> _Given task_: Turn every line of the listing below into a Markdown table with two columns, n for the row number and Line for the text, leaving out blank lines.

[Coordinate annotation entries]
————
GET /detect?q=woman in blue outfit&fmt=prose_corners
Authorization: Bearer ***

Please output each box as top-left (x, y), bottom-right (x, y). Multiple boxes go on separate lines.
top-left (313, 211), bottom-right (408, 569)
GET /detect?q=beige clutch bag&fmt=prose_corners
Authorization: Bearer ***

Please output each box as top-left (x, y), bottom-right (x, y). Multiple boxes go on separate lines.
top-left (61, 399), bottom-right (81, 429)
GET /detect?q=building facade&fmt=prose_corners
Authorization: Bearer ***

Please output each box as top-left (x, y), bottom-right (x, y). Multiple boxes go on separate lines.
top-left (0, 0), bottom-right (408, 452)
————
> _Response to this exercise_:
| n | Line |
|---|---|
| 1 | GET /detect?q=woman in blue outfit&fmt=prose_corners |
| 2 | Authorization: Bearer *** |
| 3 | Please output each box as top-left (x, y), bottom-right (x, y). Multiple boxes go on separate lines. |
| 4 | top-left (313, 211), bottom-right (408, 569) |
| 5 | GET /detect?q=beige clutch bag&fmt=prose_corners |
| 6 | Authorization: Bearer *** |
| 7 | Please output each box as top-left (x, y), bottom-right (x, y). Multiple boxes go on separate lines. |
| 8 | top-left (61, 399), bottom-right (81, 429) |
| 9 | GET /detect?q=building facade&fmt=prose_corners |
| 10 | Authorization: Bearer *** |
| 11 | Please output each box as top-left (x, y), bottom-right (x, y). Multiple boxes go on separate lines. |
| 12 | top-left (0, 0), bottom-right (408, 452) |